» Problem to work on
In the listing below, locate the line containing "[locate] the lens" and copy it and every line after it through the end, exactly as written, leaving out any pictures.

» Given records
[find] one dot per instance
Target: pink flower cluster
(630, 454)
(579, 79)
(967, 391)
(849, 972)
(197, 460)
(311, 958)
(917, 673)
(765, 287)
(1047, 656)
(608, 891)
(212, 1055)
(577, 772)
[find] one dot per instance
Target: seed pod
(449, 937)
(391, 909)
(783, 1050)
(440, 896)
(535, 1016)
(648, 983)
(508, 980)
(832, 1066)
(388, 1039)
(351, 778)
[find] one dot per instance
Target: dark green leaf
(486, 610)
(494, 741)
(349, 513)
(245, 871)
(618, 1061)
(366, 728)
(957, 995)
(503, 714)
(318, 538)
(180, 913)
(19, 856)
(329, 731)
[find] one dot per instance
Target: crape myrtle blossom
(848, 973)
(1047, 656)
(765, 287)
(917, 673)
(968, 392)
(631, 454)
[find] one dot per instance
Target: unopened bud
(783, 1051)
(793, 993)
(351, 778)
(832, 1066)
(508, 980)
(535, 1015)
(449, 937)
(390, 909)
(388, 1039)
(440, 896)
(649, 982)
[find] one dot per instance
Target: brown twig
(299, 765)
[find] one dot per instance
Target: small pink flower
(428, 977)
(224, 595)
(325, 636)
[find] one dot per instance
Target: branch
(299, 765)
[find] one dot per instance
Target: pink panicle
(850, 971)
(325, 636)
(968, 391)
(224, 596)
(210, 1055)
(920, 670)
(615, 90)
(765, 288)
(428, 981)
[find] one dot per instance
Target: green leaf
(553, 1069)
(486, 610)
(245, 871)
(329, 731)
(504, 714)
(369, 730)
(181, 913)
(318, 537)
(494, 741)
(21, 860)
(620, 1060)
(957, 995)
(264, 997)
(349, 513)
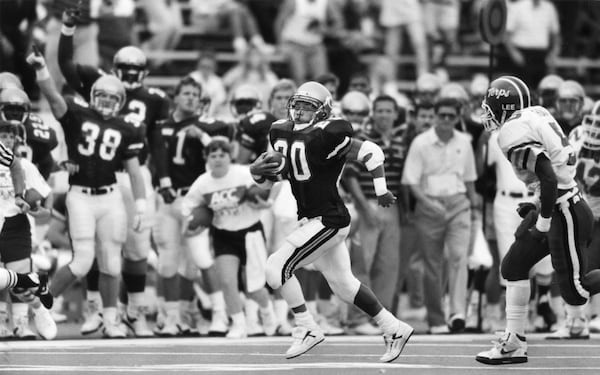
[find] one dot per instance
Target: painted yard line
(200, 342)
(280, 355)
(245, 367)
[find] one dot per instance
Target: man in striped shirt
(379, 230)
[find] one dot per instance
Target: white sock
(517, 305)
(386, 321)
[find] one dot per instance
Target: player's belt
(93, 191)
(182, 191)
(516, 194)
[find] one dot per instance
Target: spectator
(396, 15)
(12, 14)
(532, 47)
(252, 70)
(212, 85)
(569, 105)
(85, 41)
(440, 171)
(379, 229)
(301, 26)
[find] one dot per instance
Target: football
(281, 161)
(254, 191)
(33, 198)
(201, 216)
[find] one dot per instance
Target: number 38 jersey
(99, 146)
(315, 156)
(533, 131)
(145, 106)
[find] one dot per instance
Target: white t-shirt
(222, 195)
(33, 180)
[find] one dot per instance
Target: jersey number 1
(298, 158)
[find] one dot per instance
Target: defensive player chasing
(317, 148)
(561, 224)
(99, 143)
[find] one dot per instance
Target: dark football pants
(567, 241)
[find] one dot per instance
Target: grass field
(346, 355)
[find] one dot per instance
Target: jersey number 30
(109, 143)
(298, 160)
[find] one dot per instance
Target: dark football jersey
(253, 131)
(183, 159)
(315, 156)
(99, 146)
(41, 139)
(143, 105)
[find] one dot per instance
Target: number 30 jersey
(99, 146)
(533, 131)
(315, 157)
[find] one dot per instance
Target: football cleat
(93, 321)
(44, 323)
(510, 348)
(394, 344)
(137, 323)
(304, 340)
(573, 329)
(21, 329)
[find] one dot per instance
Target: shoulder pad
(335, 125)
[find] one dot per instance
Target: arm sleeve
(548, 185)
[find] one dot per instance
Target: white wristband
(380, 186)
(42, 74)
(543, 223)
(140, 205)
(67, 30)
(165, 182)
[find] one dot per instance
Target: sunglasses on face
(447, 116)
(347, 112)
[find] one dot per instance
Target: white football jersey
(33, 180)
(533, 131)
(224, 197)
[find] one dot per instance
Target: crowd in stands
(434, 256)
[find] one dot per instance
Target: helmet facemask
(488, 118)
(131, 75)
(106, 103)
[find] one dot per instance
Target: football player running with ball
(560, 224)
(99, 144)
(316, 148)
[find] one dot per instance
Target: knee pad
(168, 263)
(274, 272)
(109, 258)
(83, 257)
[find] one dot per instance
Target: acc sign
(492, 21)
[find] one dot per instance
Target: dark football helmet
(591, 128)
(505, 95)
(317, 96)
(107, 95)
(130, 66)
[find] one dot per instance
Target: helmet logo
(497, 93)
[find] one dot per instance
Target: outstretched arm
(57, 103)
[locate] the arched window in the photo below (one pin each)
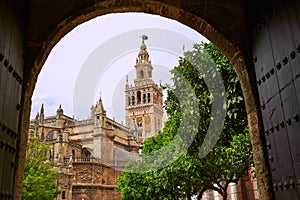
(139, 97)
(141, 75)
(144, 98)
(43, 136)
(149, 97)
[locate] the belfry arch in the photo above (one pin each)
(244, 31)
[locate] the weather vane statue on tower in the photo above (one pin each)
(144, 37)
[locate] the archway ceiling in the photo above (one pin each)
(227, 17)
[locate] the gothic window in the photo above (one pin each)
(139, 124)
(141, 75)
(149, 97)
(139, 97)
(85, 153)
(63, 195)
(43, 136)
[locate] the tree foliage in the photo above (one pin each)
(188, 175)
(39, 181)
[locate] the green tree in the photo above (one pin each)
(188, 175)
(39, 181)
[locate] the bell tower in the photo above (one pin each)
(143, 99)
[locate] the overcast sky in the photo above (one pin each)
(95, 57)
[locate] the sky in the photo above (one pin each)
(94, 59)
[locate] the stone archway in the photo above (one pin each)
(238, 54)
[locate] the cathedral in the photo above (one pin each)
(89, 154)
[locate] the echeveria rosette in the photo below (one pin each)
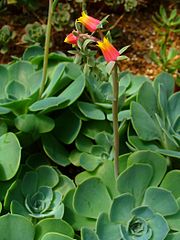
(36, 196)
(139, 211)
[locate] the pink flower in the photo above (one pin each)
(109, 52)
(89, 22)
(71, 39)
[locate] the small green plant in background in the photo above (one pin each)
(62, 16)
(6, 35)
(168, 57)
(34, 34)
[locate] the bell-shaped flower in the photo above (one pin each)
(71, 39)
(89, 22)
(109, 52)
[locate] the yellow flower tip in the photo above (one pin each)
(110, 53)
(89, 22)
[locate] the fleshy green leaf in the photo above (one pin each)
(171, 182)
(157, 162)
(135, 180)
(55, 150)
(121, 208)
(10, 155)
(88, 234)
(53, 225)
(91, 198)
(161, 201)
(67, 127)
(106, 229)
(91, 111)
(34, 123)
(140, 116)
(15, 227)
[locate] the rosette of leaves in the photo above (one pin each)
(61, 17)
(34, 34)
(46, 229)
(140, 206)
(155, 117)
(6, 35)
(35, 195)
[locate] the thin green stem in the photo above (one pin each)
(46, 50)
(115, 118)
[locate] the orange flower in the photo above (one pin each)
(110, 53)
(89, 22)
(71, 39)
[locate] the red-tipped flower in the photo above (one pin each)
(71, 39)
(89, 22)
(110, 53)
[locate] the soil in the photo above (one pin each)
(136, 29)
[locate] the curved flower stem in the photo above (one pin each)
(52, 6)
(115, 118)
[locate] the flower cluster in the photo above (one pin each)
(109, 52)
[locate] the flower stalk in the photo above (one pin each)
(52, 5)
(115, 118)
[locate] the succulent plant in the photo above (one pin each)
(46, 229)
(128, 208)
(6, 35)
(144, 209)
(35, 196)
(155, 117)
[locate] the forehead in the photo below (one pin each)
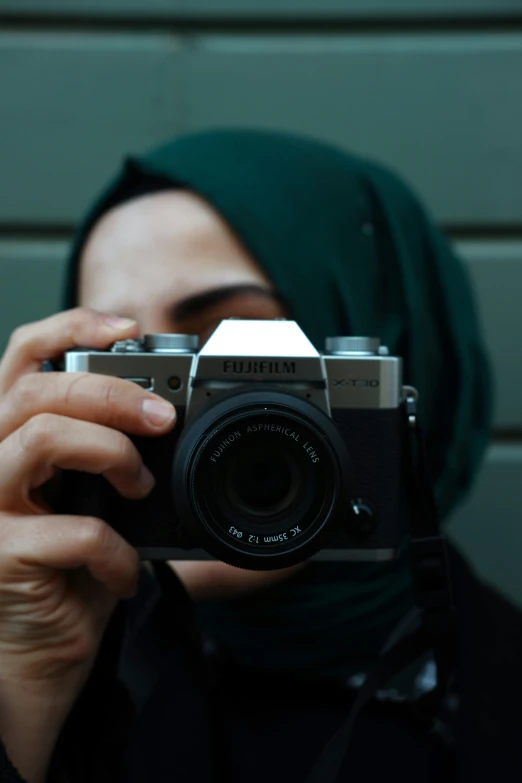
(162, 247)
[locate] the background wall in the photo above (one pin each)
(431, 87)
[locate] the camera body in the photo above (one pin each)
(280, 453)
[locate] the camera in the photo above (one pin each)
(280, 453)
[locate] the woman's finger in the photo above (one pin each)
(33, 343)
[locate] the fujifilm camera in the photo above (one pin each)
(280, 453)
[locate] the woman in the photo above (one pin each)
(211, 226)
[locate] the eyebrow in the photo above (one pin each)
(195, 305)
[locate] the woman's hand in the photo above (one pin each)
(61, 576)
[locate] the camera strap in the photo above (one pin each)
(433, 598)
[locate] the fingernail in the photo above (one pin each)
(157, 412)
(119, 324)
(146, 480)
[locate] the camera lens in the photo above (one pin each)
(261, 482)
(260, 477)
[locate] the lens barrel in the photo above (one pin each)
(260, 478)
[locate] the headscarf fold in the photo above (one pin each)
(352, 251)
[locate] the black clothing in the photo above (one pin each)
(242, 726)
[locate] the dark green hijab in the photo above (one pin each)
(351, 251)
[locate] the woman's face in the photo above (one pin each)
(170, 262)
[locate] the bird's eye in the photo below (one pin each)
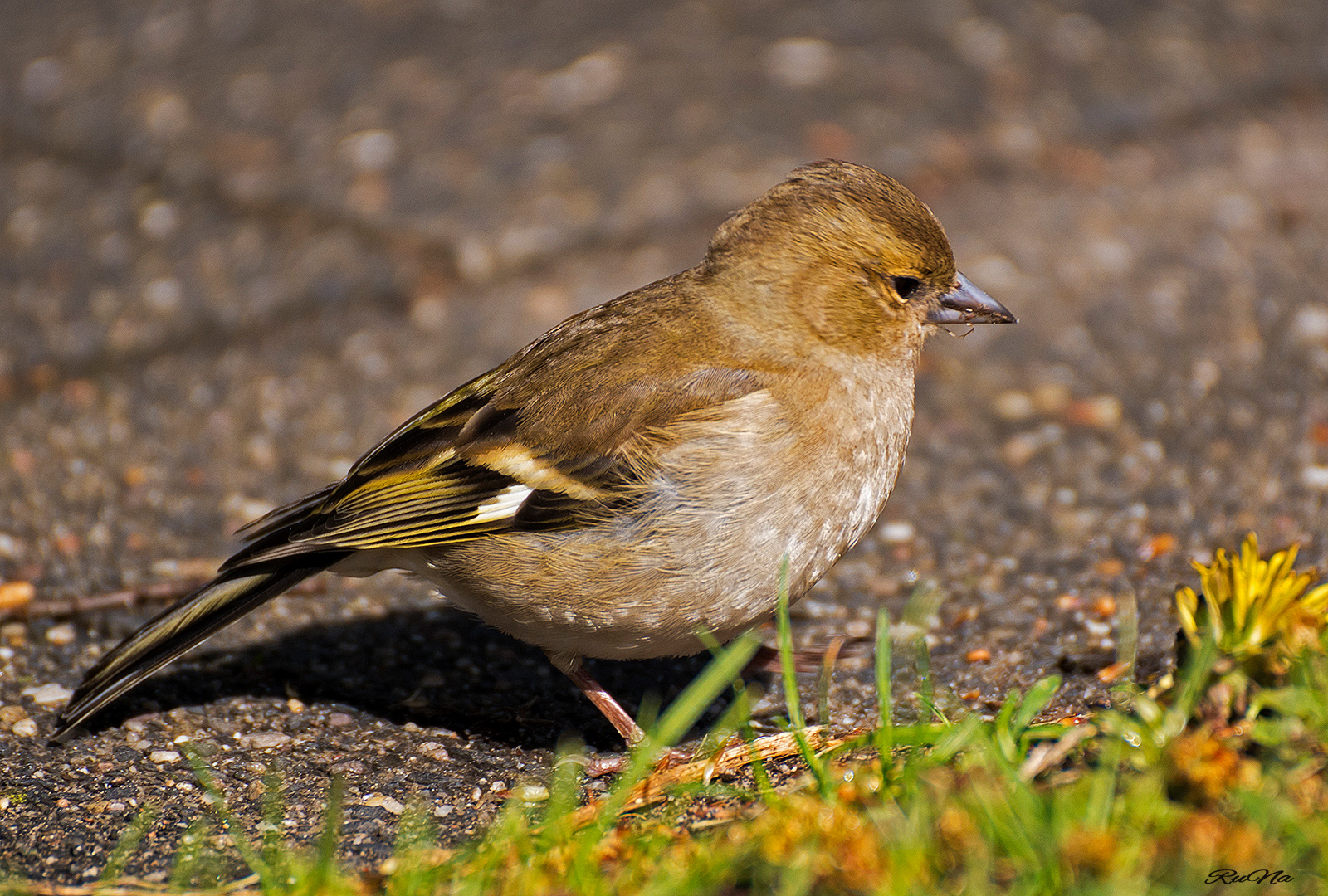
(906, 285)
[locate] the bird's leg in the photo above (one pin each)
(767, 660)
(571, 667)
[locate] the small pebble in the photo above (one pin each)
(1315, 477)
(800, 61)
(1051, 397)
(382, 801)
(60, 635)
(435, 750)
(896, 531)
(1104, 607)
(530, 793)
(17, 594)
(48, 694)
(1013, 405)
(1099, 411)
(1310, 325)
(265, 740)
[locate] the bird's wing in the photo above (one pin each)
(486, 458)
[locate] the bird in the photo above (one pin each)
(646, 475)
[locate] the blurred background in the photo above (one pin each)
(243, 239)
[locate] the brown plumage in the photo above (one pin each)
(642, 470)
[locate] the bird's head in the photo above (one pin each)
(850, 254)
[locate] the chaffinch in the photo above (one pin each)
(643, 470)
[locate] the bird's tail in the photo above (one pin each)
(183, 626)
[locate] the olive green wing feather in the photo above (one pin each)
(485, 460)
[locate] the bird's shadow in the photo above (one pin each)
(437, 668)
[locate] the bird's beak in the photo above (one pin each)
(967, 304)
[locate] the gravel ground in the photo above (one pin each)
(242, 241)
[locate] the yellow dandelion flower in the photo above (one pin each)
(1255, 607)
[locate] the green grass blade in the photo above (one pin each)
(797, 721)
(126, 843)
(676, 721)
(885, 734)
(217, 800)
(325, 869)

» Response to this task
[locate] the lens barrel in the photo above (one pin each)
(260, 478)
[locate] the headscarf fold in the photo above (one pin each)
(352, 251)
[locate] the black clothing in the photo above (one pin each)
(242, 726)
[locate] the dark green hijab in the photo above (one pin each)
(351, 251)
[locate] the woman's face in the photo above (one pin each)
(170, 262)
[locate] the bird's eye in the photo below (one pin each)
(906, 285)
[locate] the bird's leg in the photo above (one pin each)
(767, 660)
(571, 667)
[locate] the small pebble in the photo above (one pin each)
(1315, 477)
(800, 61)
(1051, 397)
(382, 801)
(60, 635)
(435, 750)
(896, 531)
(1104, 607)
(530, 793)
(17, 594)
(48, 694)
(1013, 405)
(1099, 411)
(1310, 325)
(265, 740)
[locate] the bird's wing in the photo above (one pin each)
(486, 458)
[locate] the bird in the photo above (one pin each)
(646, 475)
[locate] the blurred background in the photo above (one pin each)
(243, 239)
[locate] the brown plumage in the photo above (one pin each)
(642, 470)
[locate] the bird's head in the photo above (one pin each)
(850, 254)
[locate] the chaffinch in the photo above (one pin each)
(643, 470)
[locate] the bird's tail in the photo above (one pin each)
(183, 626)
[locate] the olive green wing feather in the photo above (one pin each)
(485, 460)
[locate] the bird's shadow in the photo above (one pin each)
(437, 668)
[locate] the bird's beak in the photo above (one pin each)
(967, 304)
[locate] the gravel ground in the photo above (one pin each)
(242, 241)
[locate] the yellow dandelion flower in the photo above (one pin each)
(1255, 607)
[locate] the green grass blade in the photo above (one pin each)
(797, 721)
(126, 843)
(676, 721)
(885, 734)
(217, 800)
(325, 869)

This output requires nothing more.